::: RECORDED INFORMATION :::
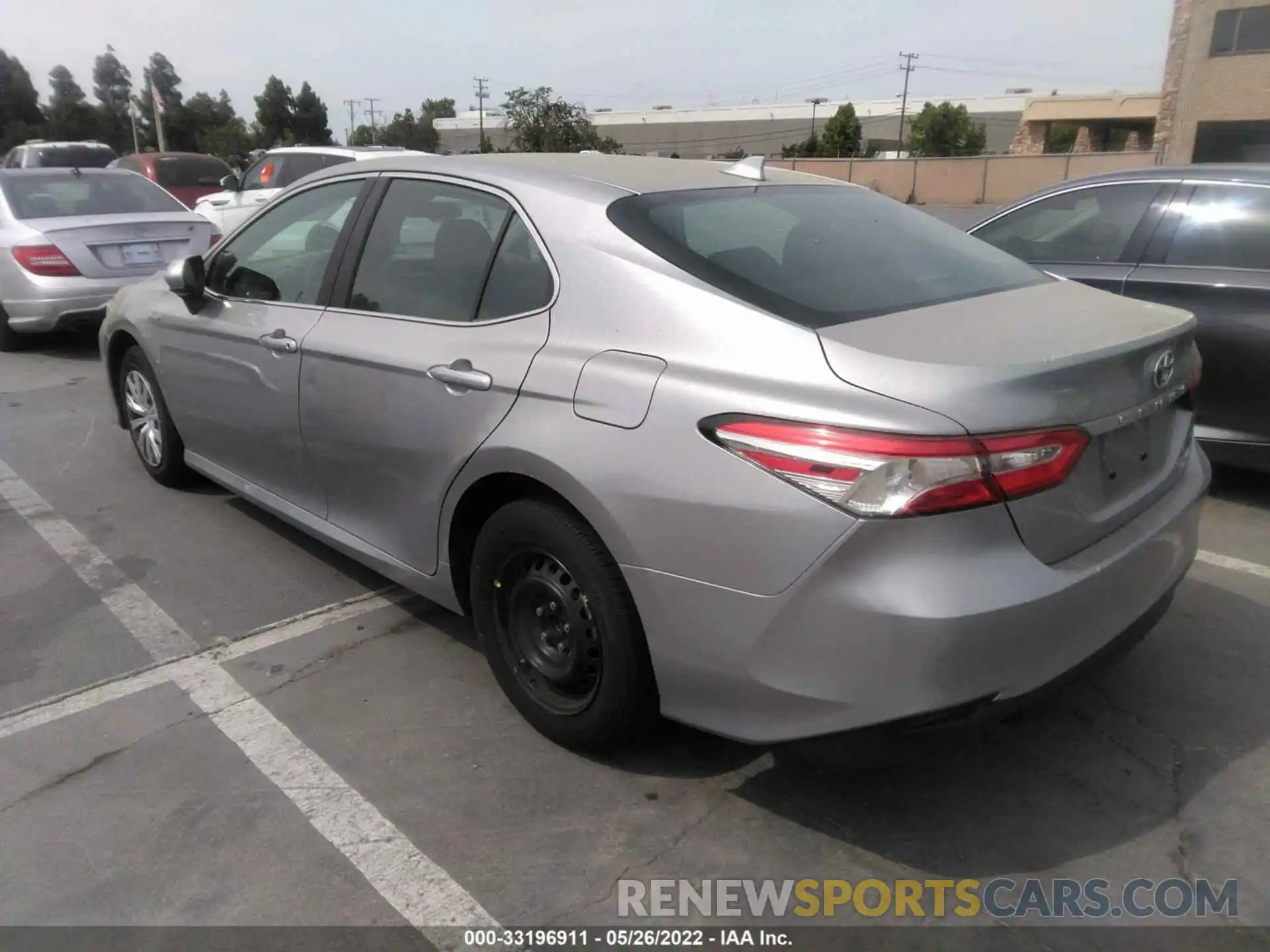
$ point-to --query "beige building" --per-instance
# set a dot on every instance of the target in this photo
(1216, 98)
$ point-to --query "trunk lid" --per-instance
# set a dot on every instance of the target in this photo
(125, 245)
(1046, 356)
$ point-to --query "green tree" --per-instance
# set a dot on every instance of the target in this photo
(841, 134)
(437, 110)
(218, 128)
(275, 110)
(806, 149)
(945, 130)
(160, 77)
(309, 122)
(21, 117)
(112, 87)
(70, 117)
(541, 122)
(404, 130)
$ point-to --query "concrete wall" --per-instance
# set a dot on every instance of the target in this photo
(994, 179)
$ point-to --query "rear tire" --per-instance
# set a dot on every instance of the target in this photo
(559, 627)
(154, 436)
(11, 339)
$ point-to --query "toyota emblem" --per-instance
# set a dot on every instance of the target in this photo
(1162, 371)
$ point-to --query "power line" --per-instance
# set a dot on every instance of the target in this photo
(352, 122)
(480, 108)
(904, 104)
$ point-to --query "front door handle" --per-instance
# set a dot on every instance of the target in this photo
(280, 343)
(460, 377)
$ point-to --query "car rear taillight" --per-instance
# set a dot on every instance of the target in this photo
(45, 260)
(883, 475)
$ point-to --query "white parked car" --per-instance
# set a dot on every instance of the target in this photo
(270, 175)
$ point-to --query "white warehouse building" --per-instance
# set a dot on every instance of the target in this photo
(759, 130)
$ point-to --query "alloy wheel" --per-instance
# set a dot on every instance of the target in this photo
(139, 399)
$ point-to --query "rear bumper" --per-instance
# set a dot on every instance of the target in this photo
(62, 302)
(907, 617)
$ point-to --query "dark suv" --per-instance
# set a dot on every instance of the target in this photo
(38, 154)
(1191, 237)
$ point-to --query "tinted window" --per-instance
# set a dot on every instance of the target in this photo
(520, 280)
(817, 254)
(190, 171)
(1087, 226)
(429, 251)
(65, 193)
(265, 175)
(1224, 226)
(282, 255)
(74, 157)
(1242, 31)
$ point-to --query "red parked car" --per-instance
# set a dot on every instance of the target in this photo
(187, 175)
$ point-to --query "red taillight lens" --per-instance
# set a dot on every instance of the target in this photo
(45, 260)
(875, 474)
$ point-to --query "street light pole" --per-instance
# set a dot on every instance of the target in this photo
(814, 102)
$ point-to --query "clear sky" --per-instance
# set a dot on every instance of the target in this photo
(620, 55)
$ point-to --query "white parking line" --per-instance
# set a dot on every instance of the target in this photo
(1234, 564)
(409, 881)
(151, 626)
:::
== ACTIVITY ==
Copy every line of the data that carries the word "building".

== RESPONSE BELOW ==
$ point-to --query "beige building" --per-instance
$ point-to --query "white warehouse building" --per-instance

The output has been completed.